(DIRECTIONS): Nothing should appear in the answer except the lines from the one containing "of the long" through the end of the records below, written out exactly.

(Stored entries)
▬▬▬
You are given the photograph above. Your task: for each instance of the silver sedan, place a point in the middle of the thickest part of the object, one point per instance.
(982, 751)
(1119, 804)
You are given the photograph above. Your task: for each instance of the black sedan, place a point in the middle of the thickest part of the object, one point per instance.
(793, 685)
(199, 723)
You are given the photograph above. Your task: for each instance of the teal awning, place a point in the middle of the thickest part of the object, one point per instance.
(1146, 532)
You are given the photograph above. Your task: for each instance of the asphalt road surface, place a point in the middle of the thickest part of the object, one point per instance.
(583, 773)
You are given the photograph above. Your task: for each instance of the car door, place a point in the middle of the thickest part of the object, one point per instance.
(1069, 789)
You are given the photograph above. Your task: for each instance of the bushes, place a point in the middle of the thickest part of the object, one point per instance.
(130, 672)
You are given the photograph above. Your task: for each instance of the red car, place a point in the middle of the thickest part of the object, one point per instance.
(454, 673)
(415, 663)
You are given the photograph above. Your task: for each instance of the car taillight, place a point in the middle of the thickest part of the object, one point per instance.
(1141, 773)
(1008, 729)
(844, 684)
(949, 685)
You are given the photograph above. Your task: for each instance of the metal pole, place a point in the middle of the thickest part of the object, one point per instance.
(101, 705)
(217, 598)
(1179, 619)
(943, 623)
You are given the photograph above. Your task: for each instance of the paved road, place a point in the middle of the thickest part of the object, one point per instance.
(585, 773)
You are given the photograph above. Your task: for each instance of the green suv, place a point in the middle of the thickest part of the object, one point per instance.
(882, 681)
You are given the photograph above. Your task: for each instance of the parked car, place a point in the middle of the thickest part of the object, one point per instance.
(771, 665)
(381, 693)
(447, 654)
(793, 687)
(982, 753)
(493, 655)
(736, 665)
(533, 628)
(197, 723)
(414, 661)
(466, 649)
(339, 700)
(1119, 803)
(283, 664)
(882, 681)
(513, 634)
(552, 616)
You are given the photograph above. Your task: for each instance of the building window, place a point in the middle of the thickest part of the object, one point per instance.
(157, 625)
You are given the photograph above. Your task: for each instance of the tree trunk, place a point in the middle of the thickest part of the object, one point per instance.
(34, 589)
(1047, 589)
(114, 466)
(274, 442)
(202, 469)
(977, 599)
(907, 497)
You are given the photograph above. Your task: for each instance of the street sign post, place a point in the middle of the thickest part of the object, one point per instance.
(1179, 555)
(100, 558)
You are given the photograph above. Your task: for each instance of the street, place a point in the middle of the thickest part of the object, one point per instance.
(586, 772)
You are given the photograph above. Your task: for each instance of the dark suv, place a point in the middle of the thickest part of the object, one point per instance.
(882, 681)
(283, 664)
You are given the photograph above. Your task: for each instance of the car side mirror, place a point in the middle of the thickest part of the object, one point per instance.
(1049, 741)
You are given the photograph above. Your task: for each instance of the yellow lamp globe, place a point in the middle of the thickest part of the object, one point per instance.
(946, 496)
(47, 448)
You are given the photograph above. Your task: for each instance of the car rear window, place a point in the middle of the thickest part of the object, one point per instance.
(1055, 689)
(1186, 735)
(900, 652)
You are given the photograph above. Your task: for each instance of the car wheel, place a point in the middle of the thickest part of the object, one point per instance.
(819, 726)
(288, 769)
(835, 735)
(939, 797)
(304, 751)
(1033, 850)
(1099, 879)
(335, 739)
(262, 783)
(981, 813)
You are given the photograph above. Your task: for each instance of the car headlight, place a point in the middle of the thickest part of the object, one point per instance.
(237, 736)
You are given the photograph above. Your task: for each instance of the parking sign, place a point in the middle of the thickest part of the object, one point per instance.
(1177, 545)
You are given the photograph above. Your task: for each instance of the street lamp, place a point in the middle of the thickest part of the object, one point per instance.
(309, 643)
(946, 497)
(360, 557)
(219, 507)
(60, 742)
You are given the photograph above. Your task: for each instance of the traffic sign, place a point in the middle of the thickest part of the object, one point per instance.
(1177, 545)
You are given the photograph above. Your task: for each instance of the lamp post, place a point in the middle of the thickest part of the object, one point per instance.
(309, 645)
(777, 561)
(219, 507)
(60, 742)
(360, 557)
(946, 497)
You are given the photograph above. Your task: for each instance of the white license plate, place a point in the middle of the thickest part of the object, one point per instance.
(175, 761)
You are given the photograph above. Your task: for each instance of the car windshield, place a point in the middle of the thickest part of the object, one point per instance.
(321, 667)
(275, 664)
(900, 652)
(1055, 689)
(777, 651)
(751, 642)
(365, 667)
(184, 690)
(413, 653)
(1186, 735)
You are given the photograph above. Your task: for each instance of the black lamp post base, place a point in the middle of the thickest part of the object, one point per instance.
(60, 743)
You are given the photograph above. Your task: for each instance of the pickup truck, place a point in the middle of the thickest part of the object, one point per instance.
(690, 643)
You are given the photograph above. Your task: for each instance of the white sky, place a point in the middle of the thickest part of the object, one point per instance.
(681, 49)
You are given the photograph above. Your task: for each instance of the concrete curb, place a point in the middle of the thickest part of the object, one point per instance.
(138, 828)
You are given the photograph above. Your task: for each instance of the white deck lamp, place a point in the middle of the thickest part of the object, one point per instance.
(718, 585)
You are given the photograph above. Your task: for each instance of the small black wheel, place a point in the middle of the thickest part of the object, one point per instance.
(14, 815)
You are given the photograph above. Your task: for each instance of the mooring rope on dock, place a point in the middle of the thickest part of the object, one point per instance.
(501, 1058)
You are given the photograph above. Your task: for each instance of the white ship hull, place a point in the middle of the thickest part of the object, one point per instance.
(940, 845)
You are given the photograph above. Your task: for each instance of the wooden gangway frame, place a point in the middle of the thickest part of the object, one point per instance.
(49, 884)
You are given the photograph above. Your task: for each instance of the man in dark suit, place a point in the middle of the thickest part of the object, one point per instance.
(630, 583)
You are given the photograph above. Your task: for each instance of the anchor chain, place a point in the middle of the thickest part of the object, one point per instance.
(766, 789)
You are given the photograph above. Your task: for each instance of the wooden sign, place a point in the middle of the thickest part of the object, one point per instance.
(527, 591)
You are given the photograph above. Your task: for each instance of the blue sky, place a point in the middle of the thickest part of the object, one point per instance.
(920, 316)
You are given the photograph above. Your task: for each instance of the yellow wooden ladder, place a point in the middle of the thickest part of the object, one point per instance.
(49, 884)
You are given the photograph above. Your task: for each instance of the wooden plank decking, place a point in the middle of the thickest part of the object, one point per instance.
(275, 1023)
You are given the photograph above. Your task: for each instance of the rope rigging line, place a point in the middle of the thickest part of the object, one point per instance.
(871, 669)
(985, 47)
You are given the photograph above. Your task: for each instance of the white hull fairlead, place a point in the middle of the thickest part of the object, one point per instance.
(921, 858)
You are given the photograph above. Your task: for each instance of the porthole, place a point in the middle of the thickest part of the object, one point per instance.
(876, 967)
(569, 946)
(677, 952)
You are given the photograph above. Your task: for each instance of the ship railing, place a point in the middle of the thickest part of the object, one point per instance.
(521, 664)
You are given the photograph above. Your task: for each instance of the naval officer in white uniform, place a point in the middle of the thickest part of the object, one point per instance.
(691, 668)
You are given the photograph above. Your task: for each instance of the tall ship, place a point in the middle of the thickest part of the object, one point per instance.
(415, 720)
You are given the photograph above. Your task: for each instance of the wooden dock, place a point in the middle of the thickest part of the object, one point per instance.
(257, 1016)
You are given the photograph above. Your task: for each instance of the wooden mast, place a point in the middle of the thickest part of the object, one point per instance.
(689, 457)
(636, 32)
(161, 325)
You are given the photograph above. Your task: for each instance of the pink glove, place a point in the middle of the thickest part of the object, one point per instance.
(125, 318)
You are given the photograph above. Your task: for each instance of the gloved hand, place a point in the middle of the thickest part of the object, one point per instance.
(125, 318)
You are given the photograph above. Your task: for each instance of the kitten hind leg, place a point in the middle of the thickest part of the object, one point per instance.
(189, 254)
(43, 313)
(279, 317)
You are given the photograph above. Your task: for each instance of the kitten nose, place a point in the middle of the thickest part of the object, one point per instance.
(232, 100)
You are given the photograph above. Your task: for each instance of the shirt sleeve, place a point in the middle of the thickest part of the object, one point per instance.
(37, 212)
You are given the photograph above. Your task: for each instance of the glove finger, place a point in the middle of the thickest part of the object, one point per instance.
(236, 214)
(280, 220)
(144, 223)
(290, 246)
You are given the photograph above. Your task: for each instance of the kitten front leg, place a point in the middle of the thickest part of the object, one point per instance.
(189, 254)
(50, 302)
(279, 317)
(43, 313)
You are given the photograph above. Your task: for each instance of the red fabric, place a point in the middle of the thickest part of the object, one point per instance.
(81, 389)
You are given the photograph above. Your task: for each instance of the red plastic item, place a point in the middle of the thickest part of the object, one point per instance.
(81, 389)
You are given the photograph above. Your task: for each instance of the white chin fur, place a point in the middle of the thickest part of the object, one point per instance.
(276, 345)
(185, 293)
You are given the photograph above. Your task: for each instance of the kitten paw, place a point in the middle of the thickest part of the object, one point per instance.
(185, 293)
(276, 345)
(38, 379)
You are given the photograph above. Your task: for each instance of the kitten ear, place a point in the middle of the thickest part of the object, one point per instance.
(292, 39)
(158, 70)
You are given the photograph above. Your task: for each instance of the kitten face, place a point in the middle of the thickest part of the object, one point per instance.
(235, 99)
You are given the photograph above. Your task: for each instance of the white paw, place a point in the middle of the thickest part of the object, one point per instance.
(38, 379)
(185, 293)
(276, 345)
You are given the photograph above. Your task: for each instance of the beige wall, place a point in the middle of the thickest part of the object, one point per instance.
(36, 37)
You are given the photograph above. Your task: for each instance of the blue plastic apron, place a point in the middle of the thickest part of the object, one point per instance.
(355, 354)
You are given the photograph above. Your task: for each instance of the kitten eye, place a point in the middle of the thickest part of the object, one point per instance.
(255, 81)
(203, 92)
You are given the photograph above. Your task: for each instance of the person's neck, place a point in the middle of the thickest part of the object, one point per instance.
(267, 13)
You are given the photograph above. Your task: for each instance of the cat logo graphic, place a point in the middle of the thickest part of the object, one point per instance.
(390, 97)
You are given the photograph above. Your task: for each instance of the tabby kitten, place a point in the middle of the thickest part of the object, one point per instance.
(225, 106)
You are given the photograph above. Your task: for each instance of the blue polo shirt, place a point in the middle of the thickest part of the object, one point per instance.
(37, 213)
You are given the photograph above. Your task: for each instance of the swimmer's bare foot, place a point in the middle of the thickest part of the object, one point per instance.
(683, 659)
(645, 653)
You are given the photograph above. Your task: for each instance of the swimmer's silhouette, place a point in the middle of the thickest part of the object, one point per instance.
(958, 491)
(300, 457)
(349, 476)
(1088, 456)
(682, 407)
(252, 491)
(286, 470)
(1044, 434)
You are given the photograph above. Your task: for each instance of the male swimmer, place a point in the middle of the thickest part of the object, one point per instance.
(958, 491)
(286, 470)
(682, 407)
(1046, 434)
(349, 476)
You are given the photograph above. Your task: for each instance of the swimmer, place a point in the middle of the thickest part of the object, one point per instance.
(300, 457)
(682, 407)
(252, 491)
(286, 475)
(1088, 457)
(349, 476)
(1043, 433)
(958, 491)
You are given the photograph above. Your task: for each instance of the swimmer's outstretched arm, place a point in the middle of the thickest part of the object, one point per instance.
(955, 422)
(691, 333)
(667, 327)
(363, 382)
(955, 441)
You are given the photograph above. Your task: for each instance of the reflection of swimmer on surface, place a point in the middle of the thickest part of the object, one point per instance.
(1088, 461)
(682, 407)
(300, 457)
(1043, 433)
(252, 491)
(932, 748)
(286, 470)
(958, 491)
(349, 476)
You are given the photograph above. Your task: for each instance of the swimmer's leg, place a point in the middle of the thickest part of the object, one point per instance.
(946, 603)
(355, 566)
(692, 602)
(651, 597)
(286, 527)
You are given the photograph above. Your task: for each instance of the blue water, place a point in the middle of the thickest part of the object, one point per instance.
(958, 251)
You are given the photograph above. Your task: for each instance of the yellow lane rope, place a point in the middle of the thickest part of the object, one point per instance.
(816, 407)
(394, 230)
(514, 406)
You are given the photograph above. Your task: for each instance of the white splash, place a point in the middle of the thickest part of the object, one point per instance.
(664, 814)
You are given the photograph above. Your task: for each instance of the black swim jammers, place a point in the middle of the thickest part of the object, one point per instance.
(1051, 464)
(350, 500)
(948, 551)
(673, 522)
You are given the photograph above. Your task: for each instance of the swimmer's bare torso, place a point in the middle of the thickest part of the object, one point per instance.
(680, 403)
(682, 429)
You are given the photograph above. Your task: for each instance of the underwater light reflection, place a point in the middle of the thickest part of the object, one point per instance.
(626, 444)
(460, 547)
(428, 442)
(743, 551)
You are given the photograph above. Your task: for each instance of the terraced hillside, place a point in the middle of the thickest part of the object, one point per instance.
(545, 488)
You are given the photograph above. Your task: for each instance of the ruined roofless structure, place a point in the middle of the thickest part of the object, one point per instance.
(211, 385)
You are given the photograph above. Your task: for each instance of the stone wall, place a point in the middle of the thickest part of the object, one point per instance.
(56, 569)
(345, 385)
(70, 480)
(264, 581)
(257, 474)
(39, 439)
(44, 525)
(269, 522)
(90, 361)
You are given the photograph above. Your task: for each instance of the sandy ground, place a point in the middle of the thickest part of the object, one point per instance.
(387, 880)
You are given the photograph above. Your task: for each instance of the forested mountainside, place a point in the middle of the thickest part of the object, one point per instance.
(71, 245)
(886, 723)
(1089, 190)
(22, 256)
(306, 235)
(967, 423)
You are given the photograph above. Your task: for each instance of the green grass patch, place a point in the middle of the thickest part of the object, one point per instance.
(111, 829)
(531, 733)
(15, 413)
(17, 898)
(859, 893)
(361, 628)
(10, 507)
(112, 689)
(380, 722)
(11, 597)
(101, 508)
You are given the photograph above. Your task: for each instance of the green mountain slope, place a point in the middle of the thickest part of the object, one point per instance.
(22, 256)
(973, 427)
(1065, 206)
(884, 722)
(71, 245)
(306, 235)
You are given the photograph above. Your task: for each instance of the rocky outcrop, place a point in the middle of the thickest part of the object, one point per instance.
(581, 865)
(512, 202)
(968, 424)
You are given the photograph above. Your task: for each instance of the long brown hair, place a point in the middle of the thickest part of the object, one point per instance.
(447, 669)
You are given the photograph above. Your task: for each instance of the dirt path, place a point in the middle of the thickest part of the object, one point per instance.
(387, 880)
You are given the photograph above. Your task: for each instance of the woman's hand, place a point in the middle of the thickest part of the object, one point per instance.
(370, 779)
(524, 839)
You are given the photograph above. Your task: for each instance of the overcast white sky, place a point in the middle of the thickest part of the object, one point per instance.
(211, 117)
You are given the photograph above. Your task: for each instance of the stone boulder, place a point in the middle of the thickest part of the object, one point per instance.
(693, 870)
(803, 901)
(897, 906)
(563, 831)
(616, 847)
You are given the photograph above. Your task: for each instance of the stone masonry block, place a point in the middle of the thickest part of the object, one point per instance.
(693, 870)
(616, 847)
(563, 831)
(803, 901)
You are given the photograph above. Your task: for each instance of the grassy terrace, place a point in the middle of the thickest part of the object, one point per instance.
▬▬▬
(SOLVED PROBLEM):
You are given the photograph above. Your task: for each instance of the long brown hair, place a point in the middle of the thickest part of the object, one point per instance.
(447, 669)
You are given the photograph above. Your task: for each instance of the dirt path, place a point in the middle of the thickest part of the object, one point per instance.
(387, 880)
You are given the photograph above. Your task: for each instance of the woman's hand, place a point in the middle of the thickest part of the object, one point per instance.
(370, 779)
(524, 839)
You are given the photograph above. Your task: for each instance of the overcast white sky, place a point in the middle of the thickest part of the object, one point per instance.
(211, 117)
You are given the photograph above. Your task: for each instance of the stone boulder, place a point in the middle of the thickest part of the object, one point per instance.
(693, 870)
(803, 901)
(897, 906)
(563, 831)
(616, 847)
You are given the photograph above. Your task: for each instance of the stone masonry block, place a point in the middle of the thickest part of the object, one point per instance.
(693, 870)
(616, 847)
(563, 831)
(803, 901)
You are given the photograph above. Your task: for each instance of the grassy terrace, place a point in the middle of the thickest part of the object, one point per instance.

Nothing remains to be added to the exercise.